*** Block opens ***

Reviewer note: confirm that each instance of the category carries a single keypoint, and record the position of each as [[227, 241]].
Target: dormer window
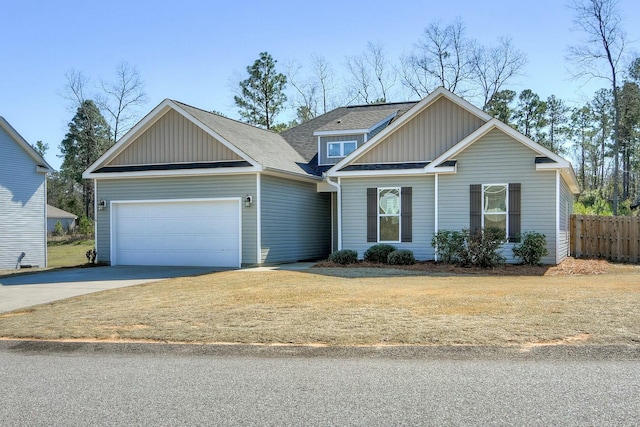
[[341, 149]]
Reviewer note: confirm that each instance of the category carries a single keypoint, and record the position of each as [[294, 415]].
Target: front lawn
[[68, 253], [378, 307]]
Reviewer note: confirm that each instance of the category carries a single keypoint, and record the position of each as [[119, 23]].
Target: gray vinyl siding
[[200, 187], [324, 146], [425, 137], [354, 213], [296, 220], [22, 207], [498, 159], [566, 209], [173, 139]]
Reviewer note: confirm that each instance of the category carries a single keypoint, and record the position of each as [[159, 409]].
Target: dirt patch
[[568, 267], [564, 341]]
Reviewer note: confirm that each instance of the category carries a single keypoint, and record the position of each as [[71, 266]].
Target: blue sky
[[190, 50]]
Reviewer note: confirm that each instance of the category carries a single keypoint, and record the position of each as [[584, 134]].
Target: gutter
[[339, 191]]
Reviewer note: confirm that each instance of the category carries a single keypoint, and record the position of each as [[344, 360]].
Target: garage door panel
[[204, 233]]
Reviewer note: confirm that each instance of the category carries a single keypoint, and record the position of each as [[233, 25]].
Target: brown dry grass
[[376, 307]]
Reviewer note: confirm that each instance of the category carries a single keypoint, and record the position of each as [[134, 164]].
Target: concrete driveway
[[24, 290]]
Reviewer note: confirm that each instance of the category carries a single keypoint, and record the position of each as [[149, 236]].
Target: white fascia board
[[410, 114], [179, 172], [43, 167], [370, 173], [340, 132], [291, 175]]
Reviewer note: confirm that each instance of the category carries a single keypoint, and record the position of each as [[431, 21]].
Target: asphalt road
[[79, 385]]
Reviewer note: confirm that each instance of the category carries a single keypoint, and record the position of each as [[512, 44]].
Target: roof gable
[[443, 104], [199, 140], [173, 139], [39, 161]]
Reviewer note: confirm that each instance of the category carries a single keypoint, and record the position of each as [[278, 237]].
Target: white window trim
[[341, 143], [506, 202], [399, 214]]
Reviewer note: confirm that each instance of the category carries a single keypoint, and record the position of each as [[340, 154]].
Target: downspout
[[435, 204], [339, 191], [557, 216]]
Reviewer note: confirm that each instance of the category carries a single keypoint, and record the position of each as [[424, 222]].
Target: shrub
[[532, 248], [85, 226], [58, 230], [401, 257], [448, 245], [481, 248], [378, 253], [344, 257]]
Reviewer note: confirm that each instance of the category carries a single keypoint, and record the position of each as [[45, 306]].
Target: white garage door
[[176, 232]]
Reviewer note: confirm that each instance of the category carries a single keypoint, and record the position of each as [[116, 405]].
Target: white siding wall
[[354, 213], [179, 188], [22, 207], [296, 220], [498, 159]]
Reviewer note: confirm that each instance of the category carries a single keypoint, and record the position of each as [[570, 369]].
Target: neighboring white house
[[67, 219], [23, 201]]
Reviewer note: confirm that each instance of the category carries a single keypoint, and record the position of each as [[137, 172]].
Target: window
[[389, 214], [496, 205], [341, 149]]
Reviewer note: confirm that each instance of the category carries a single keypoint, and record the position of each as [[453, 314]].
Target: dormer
[[338, 138]]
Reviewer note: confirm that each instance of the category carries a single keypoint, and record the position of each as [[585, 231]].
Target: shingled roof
[[302, 138]]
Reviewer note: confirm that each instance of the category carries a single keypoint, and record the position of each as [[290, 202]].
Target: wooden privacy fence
[[616, 238]]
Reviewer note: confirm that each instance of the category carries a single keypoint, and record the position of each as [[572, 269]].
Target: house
[[189, 187], [67, 219], [23, 199]]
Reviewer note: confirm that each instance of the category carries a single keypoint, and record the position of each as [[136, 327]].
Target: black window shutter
[[475, 205], [406, 195], [514, 212], [372, 214]]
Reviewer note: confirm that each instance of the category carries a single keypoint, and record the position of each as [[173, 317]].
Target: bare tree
[[599, 55], [494, 66], [324, 75], [121, 97], [441, 58], [372, 74]]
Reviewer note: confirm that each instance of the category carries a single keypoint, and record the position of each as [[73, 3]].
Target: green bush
[[85, 226], [401, 257], [344, 257], [532, 248], [378, 253], [448, 245], [58, 230], [481, 248]]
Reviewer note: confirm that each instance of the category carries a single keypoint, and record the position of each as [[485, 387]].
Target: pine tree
[[262, 94], [87, 139]]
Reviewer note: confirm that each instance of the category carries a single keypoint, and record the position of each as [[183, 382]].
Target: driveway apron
[[24, 290]]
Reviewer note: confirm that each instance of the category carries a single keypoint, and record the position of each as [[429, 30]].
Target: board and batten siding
[[23, 225], [199, 187], [173, 139], [498, 159], [296, 220], [354, 213], [425, 137], [324, 147]]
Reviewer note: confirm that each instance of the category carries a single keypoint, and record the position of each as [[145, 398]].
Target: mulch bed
[[568, 267]]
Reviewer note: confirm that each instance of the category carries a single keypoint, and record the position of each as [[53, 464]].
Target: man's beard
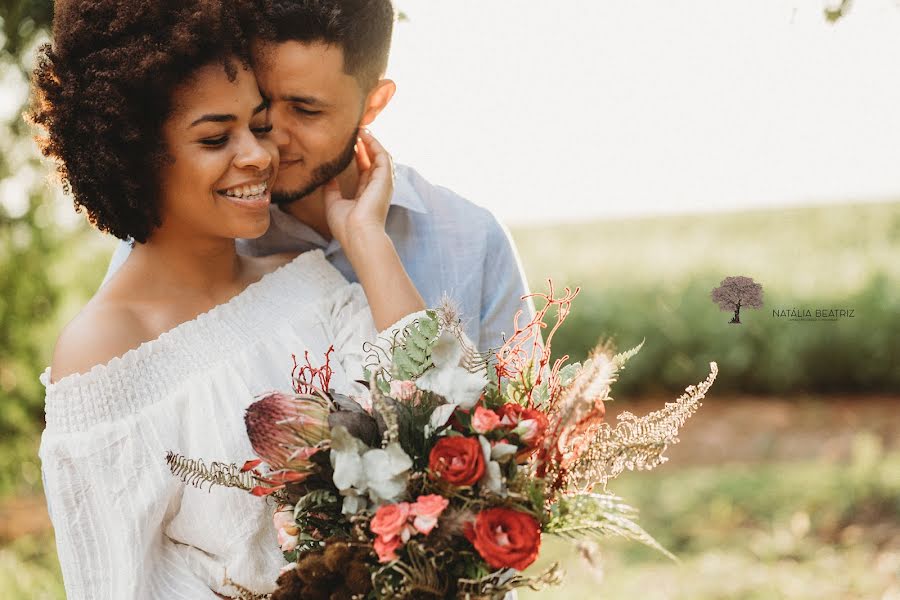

*** Block closes ***

Without the pictures, please reproduce each line of the listing above exactly, from the first one through the line bearing "as [[294, 415]].".

» Solution to the exercise:
Reviewer note: confirm that each instance of the category carries a single keypoint, and record the position of each as [[227, 241]].
Target: dormer window
[[341, 149]]
Reviewer note: confirm that each instance of the category carries a single keypoint, and record the position of each as [[294, 415]].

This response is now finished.